• _Reading text_
Friday, 9 October 2015

We have a new home called cucumbertown

Dear Friends
My blog has moved to cucumbertown. You can find the latest recipes at
Thank you for reading my stories and recipes. Lets stay connected.

Sunday, 20 September 2015

Mutton Pulao - Pakistani Style spice infused Mutton Pilaf

Muslims all over the world are getting ready to celebrate Eid this coming week. Every household has its own Eid traditions in Pakistan. Those of us who live away from Pakistan try to continue those traditions to ensure our kids stay connected to our culture. Eid ul Azha or Bari Eid as it is called in Pakistan is centered around food and family. This Eid is a bit more stressful because of the involvement of qurbani or animal sacrifice. Those who are incharge of qurbani at home, understand the preparation needed to buy animals for this ritual and arrange for the help needed for qurbani. Whichever day a household chooses to do qurbani is a chaotic one in the kitchen. The BBQs and the roasted raans – leg of lamb surely follow in the days ahead.
Eid is also the time to include the less fortunate ones in our celebration and remember those who are no longer with us.
I am sharing my favorite recipe of Mutton pulao. This pulao is beautifully flavored and deliciously fragrant. The stock is the key ingredient in this pulao. Stock can be prepared a night before, which can significantly reduce cooking time on a very busy day. Eid Mubarak to everyone! Here is the recipe.

• _Data shown_
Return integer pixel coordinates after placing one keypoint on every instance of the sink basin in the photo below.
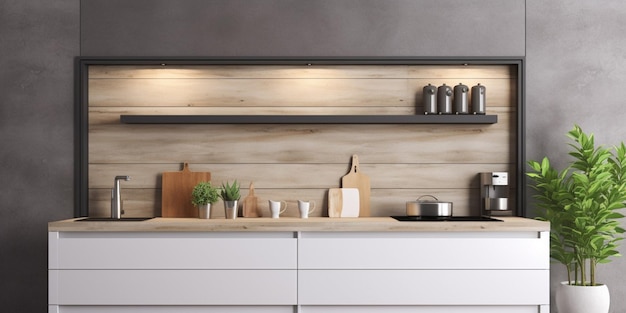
(108, 219)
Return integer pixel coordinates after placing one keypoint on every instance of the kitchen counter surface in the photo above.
(314, 224)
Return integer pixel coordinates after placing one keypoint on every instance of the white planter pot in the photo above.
(582, 299)
(204, 211)
(230, 209)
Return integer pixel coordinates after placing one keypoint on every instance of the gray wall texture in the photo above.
(576, 70)
(573, 48)
(38, 40)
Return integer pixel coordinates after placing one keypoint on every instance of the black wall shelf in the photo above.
(309, 119)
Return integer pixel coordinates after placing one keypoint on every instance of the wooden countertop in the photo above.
(314, 224)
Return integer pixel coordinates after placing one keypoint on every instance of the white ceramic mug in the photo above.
(305, 208)
(275, 208)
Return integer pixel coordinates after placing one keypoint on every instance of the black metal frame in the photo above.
(81, 129)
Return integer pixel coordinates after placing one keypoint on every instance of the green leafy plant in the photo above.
(204, 193)
(230, 192)
(581, 204)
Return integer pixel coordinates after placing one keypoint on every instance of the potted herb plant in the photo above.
(581, 203)
(230, 194)
(203, 195)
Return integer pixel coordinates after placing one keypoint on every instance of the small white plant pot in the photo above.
(204, 211)
(582, 299)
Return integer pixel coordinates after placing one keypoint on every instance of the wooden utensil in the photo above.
(356, 179)
(343, 202)
(250, 208)
(176, 192)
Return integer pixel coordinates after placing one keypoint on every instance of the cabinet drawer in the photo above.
(424, 309)
(423, 287)
(173, 251)
(173, 287)
(422, 251)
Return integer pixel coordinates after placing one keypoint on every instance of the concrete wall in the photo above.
(575, 74)
(574, 53)
(38, 40)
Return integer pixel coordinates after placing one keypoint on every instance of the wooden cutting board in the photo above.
(249, 204)
(343, 202)
(356, 179)
(176, 192)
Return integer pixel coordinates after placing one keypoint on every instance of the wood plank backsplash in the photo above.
(299, 161)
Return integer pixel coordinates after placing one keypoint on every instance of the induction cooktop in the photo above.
(446, 219)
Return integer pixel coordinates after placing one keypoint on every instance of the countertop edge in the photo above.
(313, 224)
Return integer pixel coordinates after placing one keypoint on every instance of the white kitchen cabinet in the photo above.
(424, 272)
(135, 271)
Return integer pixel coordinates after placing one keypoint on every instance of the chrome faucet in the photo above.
(116, 200)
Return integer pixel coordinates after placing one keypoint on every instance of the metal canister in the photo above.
(479, 101)
(461, 99)
(430, 99)
(444, 99)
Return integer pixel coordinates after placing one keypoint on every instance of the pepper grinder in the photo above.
(429, 94)
(479, 99)
(461, 99)
(444, 99)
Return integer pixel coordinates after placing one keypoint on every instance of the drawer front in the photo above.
(424, 309)
(173, 287)
(171, 309)
(399, 252)
(173, 251)
(424, 287)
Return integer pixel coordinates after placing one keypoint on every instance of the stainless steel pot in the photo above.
(434, 207)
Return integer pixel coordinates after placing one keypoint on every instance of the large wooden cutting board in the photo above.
(249, 204)
(356, 179)
(176, 192)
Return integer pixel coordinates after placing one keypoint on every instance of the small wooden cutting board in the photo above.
(356, 179)
(249, 204)
(176, 192)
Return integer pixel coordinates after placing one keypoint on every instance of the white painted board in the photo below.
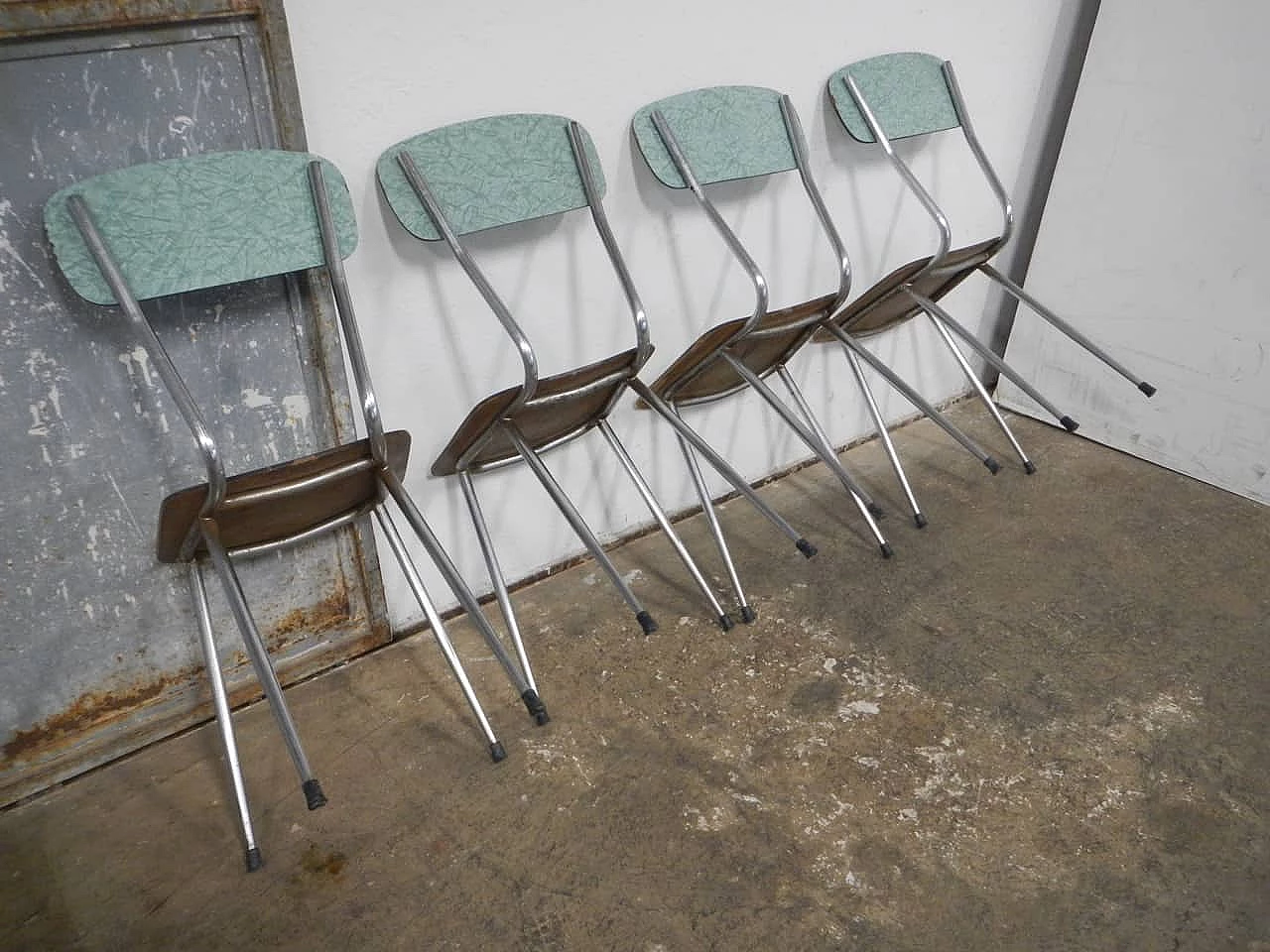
(1153, 243)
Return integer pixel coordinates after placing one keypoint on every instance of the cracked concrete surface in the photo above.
(1040, 726)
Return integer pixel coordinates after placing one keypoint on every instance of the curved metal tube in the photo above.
(798, 143)
(729, 236)
(643, 341)
(971, 140)
(168, 372)
(915, 185)
(504, 316)
(344, 306)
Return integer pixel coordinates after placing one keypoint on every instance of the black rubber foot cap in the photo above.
(535, 706)
(314, 797)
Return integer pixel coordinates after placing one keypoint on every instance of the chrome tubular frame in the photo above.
(721, 466)
(729, 236)
(643, 341)
(912, 397)
(798, 143)
(971, 140)
(910, 179)
(344, 306)
(439, 630)
(504, 316)
(173, 382)
(1060, 324)
(942, 316)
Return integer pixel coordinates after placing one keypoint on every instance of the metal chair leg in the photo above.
(439, 629)
(659, 515)
(721, 466)
(747, 612)
(579, 526)
(220, 701)
(445, 566)
(822, 449)
(887, 442)
(261, 661)
(499, 581)
(912, 397)
(824, 438)
(983, 350)
(984, 397)
(1067, 329)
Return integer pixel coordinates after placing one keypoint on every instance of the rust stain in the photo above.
(27, 18)
(321, 865)
(89, 711)
(330, 612)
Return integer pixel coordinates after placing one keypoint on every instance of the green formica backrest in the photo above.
(490, 172)
(187, 223)
(907, 93)
(725, 132)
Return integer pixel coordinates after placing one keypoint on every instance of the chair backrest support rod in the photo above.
(344, 304)
(643, 341)
(971, 140)
(729, 236)
(168, 372)
(500, 309)
(798, 143)
(915, 185)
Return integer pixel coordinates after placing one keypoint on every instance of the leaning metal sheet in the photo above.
(98, 651)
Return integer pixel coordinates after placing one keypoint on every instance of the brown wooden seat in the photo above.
(699, 373)
(563, 407)
(214, 220)
(489, 173)
(277, 503)
(884, 306)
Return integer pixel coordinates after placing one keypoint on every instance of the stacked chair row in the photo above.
(176, 226)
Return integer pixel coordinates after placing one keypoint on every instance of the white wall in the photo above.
(386, 68)
(1153, 241)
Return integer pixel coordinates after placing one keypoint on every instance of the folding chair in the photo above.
(902, 95)
(724, 134)
(173, 226)
(498, 171)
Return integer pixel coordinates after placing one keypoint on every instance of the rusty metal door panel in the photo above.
(98, 651)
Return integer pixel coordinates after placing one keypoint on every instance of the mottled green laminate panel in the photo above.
(907, 93)
(198, 222)
(725, 132)
(490, 172)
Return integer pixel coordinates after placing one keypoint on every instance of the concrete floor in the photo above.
(1040, 726)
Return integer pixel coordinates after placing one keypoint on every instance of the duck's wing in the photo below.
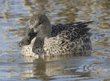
(71, 31)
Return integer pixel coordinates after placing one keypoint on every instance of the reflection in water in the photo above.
(56, 66)
(16, 13)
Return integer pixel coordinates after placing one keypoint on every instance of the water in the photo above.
(14, 18)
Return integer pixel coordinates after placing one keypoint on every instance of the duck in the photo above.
(46, 39)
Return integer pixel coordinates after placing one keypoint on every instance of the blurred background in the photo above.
(14, 22)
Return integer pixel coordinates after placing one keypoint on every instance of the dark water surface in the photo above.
(14, 18)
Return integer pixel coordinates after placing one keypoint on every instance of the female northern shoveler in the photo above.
(44, 38)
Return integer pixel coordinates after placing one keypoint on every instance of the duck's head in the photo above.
(41, 25)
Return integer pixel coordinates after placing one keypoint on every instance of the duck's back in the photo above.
(73, 38)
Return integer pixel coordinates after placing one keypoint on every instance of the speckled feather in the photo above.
(71, 38)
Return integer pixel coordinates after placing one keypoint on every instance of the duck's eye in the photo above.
(40, 23)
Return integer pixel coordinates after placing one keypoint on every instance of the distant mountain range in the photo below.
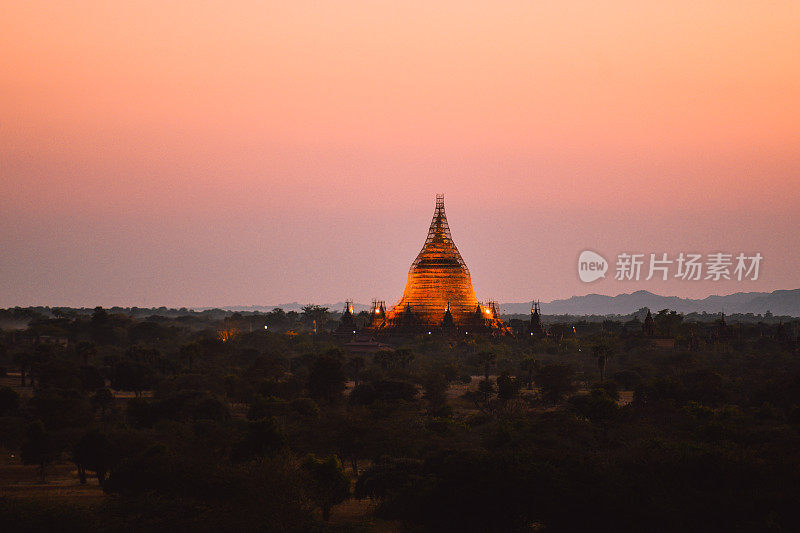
(781, 302)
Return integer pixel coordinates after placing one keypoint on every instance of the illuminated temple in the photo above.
(439, 294)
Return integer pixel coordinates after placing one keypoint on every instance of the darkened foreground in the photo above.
(209, 422)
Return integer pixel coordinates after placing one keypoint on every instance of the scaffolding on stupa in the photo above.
(439, 292)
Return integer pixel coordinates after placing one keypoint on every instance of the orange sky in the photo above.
(220, 153)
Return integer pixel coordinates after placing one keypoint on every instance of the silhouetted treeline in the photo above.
(203, 421)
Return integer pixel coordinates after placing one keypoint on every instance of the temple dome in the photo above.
(438, 278)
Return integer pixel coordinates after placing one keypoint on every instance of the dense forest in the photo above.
(209, 421)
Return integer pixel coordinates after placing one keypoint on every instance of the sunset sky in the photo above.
(210, 153)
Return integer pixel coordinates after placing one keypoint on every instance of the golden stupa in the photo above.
(439, 290)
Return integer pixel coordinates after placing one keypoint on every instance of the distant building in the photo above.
(439, 294)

• _Tasks_
1) From the mutton pulao post, list every name it uses for the festival being celebrated.
2) Write what follows the final line of the mutton pulao post.

• _Written responses_
1) Eid, Eid ul Azha, Bari Eid

2)
Ingredients for Mutton Stock
Mutton – 1 kilo
Onions – 6 medium – sliced
Bay Leaves – 2-3
Ginger – 2 inch
Garlic – 6 large cloves whole
Cinnamon – 2 inch
Peppercorns – 1 tbsp
Cloves – 12-14
Black Cardamom – 5
Cumin – 1 tbsp
Coriander seeds – 2 tbsp.
Salt – 2 tsp (adjust to taste later while cooking rice)
Oil – 5 tbsp
Water – 6-7 cups

Stock- Procedure :
  1. Use a stockpot to make the stock. Heat oil in the pan and fry diced onions till brown.
  2. Add ginger garlic and fry for about a minute till they get a bit of color.
  3. Add mutton and fry on high heat till it changes color on all sides.
  4. Add all the spices and fry for a minute or 2.
  5. Add 6-7 cups of water and salt. Once it comes to a boil lower the heat and cover the pan. The stock should simmer on low heat for 55-70 mins or till the meat is cooked perfectly.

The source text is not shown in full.